- **Requirement**
Extract every line of the listing that contains the word "tree", treating uppercase and lowercase letters as different.

begin Data to use

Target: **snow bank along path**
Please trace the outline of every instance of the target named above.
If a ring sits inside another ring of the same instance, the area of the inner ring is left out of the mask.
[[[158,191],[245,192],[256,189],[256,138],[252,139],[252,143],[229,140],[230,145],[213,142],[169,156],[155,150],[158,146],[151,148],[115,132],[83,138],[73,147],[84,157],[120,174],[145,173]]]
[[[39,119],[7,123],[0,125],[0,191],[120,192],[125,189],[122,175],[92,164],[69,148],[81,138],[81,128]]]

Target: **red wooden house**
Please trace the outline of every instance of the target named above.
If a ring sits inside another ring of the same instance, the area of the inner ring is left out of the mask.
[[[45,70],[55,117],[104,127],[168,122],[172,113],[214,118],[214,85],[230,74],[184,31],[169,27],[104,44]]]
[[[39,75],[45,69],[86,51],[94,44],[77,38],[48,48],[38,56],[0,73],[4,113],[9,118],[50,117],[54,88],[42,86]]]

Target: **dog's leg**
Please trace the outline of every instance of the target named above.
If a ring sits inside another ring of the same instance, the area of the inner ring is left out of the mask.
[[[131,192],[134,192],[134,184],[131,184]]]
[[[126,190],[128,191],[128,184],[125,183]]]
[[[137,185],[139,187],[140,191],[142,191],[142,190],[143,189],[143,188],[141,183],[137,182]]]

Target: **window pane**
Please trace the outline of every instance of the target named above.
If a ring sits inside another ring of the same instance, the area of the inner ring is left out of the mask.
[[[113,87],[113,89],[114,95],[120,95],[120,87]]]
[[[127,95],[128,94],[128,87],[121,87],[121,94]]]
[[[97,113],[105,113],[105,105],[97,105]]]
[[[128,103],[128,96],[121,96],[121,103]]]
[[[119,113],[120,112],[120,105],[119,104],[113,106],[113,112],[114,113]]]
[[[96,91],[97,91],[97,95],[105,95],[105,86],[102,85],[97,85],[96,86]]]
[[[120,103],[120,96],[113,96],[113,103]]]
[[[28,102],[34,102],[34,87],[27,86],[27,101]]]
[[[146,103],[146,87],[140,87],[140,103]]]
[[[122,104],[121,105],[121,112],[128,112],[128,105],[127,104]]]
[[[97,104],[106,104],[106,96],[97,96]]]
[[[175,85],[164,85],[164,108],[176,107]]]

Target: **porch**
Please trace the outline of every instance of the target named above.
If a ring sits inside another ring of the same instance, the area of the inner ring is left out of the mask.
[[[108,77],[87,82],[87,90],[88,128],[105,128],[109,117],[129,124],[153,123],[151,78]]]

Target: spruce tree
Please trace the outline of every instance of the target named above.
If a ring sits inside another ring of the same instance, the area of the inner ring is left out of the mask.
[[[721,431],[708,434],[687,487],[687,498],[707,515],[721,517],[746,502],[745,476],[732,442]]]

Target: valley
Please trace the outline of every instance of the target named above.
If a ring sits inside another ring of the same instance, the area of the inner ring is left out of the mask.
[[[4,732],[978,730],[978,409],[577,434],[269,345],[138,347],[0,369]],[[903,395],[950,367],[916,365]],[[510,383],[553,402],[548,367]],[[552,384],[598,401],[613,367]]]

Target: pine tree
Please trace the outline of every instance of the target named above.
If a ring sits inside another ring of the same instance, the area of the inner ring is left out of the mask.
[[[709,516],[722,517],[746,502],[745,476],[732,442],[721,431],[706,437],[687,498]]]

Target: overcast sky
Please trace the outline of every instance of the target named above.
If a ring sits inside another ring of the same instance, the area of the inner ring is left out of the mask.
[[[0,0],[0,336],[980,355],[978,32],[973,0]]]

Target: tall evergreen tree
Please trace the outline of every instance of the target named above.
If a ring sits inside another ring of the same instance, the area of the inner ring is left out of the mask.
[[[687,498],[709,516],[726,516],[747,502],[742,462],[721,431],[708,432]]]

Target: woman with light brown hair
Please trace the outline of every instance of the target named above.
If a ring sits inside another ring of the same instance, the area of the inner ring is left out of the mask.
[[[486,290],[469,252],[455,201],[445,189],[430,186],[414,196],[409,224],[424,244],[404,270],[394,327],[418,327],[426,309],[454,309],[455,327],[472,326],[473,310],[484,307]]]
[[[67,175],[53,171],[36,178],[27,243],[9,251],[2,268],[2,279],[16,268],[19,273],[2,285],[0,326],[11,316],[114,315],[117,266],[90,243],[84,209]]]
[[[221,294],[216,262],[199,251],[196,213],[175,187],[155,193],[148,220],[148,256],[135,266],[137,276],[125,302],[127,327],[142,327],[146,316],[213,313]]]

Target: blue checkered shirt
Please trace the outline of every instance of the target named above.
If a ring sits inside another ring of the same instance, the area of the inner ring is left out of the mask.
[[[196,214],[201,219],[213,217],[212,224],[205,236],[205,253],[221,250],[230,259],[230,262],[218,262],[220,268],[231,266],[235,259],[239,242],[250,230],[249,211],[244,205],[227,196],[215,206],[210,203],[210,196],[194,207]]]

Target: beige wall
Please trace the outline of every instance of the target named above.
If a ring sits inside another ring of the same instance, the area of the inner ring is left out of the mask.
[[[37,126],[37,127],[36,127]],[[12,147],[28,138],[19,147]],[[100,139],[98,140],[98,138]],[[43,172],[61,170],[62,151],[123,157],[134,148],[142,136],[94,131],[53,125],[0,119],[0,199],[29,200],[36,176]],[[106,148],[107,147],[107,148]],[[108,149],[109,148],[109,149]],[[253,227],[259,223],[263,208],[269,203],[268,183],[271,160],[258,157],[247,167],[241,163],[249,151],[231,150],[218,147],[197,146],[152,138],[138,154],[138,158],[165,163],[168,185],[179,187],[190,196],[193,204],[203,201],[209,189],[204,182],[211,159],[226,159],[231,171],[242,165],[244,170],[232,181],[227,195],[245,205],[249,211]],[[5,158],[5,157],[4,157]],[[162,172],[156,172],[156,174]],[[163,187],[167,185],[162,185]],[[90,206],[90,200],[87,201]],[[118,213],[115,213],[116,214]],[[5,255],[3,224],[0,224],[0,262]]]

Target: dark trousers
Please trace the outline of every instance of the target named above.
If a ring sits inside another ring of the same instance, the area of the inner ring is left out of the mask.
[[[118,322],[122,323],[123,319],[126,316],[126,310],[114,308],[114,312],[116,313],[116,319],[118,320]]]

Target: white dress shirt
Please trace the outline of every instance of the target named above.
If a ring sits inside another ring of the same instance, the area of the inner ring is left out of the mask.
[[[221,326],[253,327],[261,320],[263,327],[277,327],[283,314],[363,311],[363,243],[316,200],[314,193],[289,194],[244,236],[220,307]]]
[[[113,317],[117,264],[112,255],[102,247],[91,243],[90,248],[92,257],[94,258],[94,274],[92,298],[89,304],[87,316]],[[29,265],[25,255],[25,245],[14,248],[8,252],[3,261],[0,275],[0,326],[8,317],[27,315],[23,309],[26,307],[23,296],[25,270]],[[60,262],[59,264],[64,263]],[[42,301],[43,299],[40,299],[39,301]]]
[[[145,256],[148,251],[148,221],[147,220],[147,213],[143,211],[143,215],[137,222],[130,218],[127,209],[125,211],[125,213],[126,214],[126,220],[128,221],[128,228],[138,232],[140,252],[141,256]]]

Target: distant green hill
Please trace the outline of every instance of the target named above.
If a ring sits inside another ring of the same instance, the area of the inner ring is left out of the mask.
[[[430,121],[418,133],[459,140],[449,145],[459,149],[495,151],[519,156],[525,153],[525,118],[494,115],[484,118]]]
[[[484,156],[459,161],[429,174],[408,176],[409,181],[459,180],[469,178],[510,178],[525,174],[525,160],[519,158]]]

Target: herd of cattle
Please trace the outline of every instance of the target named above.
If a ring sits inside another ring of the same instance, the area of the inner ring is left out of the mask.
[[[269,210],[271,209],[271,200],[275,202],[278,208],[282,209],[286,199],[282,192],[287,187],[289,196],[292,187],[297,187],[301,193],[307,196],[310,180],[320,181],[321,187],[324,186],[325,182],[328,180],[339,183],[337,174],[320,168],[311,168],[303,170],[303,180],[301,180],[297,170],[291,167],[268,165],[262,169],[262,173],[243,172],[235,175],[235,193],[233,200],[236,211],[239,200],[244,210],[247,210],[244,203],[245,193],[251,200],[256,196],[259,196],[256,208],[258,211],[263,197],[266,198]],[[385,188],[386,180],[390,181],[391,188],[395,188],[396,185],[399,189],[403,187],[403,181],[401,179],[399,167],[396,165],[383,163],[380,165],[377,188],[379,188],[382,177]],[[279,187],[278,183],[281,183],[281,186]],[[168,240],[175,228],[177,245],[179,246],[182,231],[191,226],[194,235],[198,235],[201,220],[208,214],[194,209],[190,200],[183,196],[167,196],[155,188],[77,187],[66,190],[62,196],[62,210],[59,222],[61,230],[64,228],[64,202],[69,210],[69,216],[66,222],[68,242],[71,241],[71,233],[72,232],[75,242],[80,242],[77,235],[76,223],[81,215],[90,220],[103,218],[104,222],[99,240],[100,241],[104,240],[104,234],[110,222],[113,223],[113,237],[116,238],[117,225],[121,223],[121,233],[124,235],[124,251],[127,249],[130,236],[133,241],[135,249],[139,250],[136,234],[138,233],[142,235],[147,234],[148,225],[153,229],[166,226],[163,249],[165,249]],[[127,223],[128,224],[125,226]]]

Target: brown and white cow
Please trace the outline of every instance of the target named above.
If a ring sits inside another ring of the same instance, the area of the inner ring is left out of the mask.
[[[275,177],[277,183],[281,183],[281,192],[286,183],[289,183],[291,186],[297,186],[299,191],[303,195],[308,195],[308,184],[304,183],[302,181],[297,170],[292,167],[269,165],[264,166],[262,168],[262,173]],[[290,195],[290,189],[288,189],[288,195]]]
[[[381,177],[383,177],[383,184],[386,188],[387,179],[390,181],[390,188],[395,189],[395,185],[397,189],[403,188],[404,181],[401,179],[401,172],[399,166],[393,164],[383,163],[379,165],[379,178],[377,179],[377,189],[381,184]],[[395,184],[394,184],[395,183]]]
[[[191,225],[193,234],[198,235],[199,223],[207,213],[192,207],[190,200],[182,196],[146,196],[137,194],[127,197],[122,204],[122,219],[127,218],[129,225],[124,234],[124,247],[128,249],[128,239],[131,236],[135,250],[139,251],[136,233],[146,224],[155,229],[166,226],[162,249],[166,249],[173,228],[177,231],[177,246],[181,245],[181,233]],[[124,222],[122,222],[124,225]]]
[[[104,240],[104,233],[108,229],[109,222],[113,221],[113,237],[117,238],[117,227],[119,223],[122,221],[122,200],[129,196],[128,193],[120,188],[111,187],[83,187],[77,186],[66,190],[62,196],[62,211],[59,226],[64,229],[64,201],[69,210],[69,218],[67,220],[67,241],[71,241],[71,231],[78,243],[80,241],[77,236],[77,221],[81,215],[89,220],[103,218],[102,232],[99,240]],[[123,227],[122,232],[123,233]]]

end Data to use

- **Solved exercise**
Target: spruce tree
Target: pine tree
Target: tall evergreen tree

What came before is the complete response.